TAREFAS:
#1 Transcreva sem alterações a parte do trecho selecionado que começa em "Luiz Filho reforçou que" e termina em "O que mudou?".
#2 Indique se cada afirmação está de acordo com o trecho selecionado. Responda sim ou não e cite as palavras do trecho que decidem a resposta.
(a) Segundo a gestão municipal, o artigo 21 seria a única alteração da nova minuta.
(b) A reportagem teve acesso à íntegra da nova minuta.
(c) Segundo a crítica, as audiências são amplamente divulgadas na rádio.

TRECHO SELECIONADO:
===

Outro ponto levantado é diz respeito ao chamado para as audiências. “Só é publicado no Diário Oficial do município o edital de convocação, e, perto da audiência, se publica nas redes sociais. Não há um processo amplo de divulgação das audiências, como na rádio, por exemplo”, criticou.

Luiz Filho reforçou que a pauta defendida agora é a revisão do Plano Diretor. “Algumas análises por parte das universidades e de professores urbanistas têm alertado que esse projeto é ilegal, e desde o primeiro momento de audiência a Secretaria de Planejamento e Gestão de Garanhuns tem pedido para as pessoas enviarem sugestões para qualificar o projeto. Mas fica uma pergunta no ar: Como a gente vai contribuir se ele é ilegal? Fica implícito para nós que contribuir em uma minuta que já nasce ilegal por desrespeitar a participação popular [serve] apenas para a prefeitura dizer depois que houve processo democrático e as pessoas contribuiram”, contestou.

O que mudou?

A reportagem não teve acesso à integra da nova minuta, mas, a pedidos, a Prefeitura do Município de Garanhuns disponibilizou o conteúdo do artigo 21º que não estava presente na versão anterior. Essa, de acordo com a gestão, seria a única alteração do texto. "Os casos previstos nesta Lei, aplicam-se, especificamente, a áreas urbanas já anteriormente estabelecidas em legislações próprias", diz o dispositivo.

Em nota, a Secretaria de Planejamento da Prefeitura de Garanhuns falou que as audiências públicas realizadas sobre Outorga Onerosa e Uso e Ocupação do Solo no município são abertas e democráticas. "Quanto à alteração da minuta, deixamos claro na última audiência que foi apenas um artigo, o 21, e foi mplamente lido e debatido durante o encontro, que mais uma vez contou com participação popular e de instituições", afirmou.

A pasta acrescentou que "dessas escutas à população, a minuta está sendo formatada, e já foram excluídas questões sobre zonas urbanas e rurais". "E seguimos ouvindo, buscando o melhor para a sociedade", completou.

===

DADOS FORNECIDOS:
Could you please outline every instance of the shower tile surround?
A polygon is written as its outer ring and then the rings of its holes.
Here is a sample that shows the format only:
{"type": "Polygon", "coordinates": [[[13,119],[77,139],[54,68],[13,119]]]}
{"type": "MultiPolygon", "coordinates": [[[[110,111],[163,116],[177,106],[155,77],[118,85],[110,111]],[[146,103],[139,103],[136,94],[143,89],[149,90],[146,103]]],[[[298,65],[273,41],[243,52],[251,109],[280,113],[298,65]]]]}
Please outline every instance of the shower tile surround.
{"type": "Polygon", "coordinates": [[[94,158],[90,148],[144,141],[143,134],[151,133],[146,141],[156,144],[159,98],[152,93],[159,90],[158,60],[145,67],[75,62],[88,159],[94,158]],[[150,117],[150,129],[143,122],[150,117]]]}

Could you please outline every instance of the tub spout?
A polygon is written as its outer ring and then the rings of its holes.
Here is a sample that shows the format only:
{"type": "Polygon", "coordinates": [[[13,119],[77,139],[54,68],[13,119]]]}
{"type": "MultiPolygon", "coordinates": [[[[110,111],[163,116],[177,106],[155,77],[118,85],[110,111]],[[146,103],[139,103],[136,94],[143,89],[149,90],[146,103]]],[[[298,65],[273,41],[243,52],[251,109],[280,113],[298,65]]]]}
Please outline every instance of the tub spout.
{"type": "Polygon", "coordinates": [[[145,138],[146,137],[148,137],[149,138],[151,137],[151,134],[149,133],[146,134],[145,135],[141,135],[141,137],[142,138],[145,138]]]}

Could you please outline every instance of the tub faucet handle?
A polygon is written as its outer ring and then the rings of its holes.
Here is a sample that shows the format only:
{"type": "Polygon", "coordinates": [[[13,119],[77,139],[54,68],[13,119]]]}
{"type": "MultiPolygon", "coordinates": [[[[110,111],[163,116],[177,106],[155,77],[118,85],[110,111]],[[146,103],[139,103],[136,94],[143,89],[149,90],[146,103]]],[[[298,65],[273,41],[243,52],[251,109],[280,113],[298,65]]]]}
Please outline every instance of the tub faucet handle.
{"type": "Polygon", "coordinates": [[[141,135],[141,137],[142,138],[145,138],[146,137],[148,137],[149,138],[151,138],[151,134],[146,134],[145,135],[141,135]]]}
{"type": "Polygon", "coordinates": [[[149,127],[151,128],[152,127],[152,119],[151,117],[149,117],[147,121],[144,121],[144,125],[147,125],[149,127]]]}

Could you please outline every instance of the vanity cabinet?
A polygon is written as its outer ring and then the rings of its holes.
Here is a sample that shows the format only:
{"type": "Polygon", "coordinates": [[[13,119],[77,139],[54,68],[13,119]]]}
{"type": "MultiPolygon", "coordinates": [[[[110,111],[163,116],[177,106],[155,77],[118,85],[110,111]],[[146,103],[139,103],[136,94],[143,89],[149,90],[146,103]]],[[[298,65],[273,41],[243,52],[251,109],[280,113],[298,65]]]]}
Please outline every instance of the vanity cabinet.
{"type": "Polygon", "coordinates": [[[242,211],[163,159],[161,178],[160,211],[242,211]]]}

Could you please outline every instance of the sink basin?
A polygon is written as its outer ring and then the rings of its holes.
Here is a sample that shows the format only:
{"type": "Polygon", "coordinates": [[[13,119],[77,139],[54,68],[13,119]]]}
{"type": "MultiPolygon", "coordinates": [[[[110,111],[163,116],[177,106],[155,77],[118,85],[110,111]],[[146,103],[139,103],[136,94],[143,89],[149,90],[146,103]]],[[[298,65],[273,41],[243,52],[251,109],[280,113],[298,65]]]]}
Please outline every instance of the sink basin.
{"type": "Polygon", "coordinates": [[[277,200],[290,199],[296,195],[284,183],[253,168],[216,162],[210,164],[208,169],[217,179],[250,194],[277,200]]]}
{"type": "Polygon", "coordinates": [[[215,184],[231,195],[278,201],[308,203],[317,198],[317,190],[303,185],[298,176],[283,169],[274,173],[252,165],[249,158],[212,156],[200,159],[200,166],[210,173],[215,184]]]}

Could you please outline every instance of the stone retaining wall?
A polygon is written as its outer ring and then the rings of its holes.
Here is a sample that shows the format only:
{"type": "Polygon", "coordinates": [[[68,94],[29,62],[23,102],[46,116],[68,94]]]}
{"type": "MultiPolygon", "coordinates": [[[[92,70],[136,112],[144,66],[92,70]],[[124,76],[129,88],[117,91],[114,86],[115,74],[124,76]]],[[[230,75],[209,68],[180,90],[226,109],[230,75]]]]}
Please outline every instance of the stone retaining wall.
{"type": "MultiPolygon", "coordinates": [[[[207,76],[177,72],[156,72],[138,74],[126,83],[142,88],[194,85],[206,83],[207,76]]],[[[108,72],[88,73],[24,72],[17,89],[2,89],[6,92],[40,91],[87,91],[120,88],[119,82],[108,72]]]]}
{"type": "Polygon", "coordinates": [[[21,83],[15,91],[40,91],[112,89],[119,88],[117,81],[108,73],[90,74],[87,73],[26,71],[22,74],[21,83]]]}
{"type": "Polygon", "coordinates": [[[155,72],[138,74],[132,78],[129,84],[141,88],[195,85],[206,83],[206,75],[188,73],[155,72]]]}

===

RESPOSTAS:
#1
Luiz Filho reforçou que a pauta defendida agora é a revisão do Plano Diretor. “Algumas análises por parte das universidades e de professores urbanistas têm alertado que esse projeto é ilegal, e desde o primeiro momento de audiência a Secretaria de Planejamento e Gestão de Garanhuns tem pedido para as pessoas enviarem sugestões para qualificar o projeto. Mas fica uma pergunta no ar: Como a gente vai contribuir se ele é ilegal? Fica implícito para nós que contribuir em uma minuta que já nasce ilegal por desrespeitar a participação popular [serve] apenas para a prefeitura dizer depois que houve processo democrático e as pessoas contribuiram”, contestou.

O que mudou?

#2
(a) Sim: "Essa, de acordo com a gestão, seria a única alteração do texto."
(b) Não: "A reportagem não teve acesso à integra da nova minuta"
(c) Não: "Não há um processo amplo de divulgação das audiências, como na rádio, por exemplo"